Items from a dataset

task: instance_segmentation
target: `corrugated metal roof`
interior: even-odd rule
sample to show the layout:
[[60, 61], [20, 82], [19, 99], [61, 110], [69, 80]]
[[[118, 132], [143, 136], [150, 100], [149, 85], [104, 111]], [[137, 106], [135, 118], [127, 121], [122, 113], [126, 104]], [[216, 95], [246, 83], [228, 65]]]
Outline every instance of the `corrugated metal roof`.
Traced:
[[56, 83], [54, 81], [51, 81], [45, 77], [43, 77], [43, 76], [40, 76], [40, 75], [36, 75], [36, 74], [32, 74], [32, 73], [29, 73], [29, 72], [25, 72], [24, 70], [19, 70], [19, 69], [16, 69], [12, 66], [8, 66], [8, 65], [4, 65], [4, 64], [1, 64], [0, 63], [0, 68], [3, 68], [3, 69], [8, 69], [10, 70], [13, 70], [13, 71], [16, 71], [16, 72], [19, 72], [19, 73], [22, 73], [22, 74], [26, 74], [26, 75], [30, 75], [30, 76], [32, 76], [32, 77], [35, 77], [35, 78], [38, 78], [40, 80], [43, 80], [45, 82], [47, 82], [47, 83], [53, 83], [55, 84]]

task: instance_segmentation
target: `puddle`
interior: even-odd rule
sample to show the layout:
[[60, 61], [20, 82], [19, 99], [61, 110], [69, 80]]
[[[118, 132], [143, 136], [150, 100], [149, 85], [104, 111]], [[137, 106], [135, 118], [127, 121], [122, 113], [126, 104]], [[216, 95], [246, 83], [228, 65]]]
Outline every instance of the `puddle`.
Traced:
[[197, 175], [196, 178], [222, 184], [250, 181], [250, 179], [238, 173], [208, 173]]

**TASK TO CARRY OUT:**
Copy every line of the records above, requests included, scaling each vertex coordinate in the traced outlines by 2.4 and rounding to whole numbers, with halves rounded up. Keep all other lines, the layout samples among them, unchanged.

**THE COMPLETED TASK:**
task: instance_segmentation
target: `corrugated metal roof`
interior: even-odd rule
sample to show the layout:
[[60, 61], [20, 82], [19, 99], [61, 110], [69, 80]]
[[[118, 132], [143, 136], [150, 100], [149, 85], [104, 111]], [[137, 106], [135, 118], [127, 121], [122, 113], [126, 104]], [[216, 95], [246, 83], [228, 65]]]
Outline every instance of the `corrugated metal roof`.
Traced:
[[134, 199], [130, 194], [122, 194], [108, 185], [103, 185], [103, 182], [96, 182], [96, 180], [86, 180], [86, 178], [77, 178], [77, 175], [70, 175], [70, 173], [60, 173], [58, 168], [46, 168], [46, 166], [38, 166], [29, 158], [19, 158], [19, 156], [10, 156], [10, 154], [2, 154], [0, 151], [0, 163], [7, 163], [7, 166], [19, 166], [24, 168], [31, 168], [31, 170], [38, 170], [38, 173], [46, 173], [46, 175], [53, 175], [53, 178], [62, 178], [62, 180], [72, 180], [72, 182], [77, 182], [77, 185], [84, 185], [84, 187], [91, 187], [96, 192], [103, 192], [108, 197], [113, 197], [113, 199], [127, 199], [132, 202]]

task: instance_segmentation
target: `puddle`
interior: even-odd rule
sample to show the layout:
[[60, 61], [20, 82], [19, 99], [61, 110], [69, 80]]
[[[118, 132], [143, 136], [150, 100], [149, 85], [104, 111]], [[137, 106], [135, 118], [127, 121], [122, 113], [126, 104]], [[216, 95], [246, 83], [228, 65]]]
Outline every instance of the `puddle`.
Traced:
[[473, 420], [470, 427], [533, 442], [600, 434], [600, 430], [571, 415], [499, 415]]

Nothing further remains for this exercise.